- Exercise instructions
Copy out word for word every line from the one containing "Can you see the eroded" down to the one containing "[[32, 555], [735, 944]]", including both of those lines.

======== Provided information

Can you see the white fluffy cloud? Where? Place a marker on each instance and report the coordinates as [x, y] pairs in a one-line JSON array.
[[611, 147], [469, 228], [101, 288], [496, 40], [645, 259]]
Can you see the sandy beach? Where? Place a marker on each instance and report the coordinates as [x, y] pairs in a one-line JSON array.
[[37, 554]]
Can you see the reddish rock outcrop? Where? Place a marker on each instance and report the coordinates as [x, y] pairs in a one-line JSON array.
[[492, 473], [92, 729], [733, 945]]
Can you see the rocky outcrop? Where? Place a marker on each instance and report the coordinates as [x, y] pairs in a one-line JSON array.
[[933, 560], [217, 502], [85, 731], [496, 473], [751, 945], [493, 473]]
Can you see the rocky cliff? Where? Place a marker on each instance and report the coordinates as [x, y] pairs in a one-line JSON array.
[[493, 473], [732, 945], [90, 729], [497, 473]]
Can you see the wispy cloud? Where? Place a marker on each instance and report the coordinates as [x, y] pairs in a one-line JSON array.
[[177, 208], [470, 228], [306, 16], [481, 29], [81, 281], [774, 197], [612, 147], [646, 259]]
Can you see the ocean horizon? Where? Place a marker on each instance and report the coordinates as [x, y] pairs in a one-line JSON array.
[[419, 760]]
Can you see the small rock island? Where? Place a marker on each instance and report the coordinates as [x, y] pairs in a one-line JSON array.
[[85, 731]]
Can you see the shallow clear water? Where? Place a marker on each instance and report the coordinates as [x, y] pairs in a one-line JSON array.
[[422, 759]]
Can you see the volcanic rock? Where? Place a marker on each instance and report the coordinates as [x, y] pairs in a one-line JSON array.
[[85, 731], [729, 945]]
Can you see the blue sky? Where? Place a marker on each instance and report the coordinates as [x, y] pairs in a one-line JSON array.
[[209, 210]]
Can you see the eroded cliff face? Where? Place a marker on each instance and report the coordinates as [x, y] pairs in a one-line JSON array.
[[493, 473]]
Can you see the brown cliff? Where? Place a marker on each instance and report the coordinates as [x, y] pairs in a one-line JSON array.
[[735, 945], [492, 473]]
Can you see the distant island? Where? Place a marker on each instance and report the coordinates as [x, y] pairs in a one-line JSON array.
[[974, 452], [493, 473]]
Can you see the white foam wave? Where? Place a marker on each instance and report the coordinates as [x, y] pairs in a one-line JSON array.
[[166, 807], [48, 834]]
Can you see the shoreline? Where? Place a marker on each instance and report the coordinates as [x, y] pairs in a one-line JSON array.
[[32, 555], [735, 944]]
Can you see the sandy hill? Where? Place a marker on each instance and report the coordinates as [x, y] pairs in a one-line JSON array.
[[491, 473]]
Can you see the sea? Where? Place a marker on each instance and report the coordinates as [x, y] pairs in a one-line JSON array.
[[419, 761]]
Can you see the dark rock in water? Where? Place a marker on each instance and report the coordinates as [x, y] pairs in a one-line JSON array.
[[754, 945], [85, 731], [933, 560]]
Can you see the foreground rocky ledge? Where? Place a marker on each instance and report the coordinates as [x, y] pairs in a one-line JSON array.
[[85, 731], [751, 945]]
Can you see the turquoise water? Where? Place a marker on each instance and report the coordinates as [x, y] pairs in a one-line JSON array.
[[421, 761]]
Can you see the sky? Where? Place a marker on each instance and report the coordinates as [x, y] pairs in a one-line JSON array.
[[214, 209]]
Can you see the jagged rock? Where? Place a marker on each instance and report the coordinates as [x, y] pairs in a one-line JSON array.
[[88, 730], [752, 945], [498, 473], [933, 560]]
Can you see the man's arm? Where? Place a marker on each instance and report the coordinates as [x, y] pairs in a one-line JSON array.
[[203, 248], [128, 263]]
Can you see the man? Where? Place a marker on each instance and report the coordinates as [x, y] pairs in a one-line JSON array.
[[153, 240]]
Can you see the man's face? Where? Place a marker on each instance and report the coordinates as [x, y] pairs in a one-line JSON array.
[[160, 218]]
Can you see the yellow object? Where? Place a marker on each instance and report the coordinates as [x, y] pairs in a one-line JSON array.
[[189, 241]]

================

- Exercise answer
Can you see the eroded cliff face? Where? Place a marker on each instance and report the coordinates as [x, y] pairs in a one-line JSON array.
[[493, 473]]
Can you see the brown cliff? Where? Place a marker on each instance and report the coordinates as [x, y] pairs in a one-line JSON array.
[[735, 945], [492, 473]]
Can you see the distant island? Where? Place a marker on each instance and report the coordinates as [x, y] pairs in a one-line JSON array.
[[974, 452], [493, 473]]
Can you see the white foam wave? Where? Place a marker on each instance and report the coordinates as [x, y] pairs in a one-line JSON array.
[[166, 807], [48, 834]]
Can you see the shoreline? Where? Place a marker on each instance and report the coordinates as [x, y] pairs in a one-line JSON array.
[[32, 555], [735, 944]]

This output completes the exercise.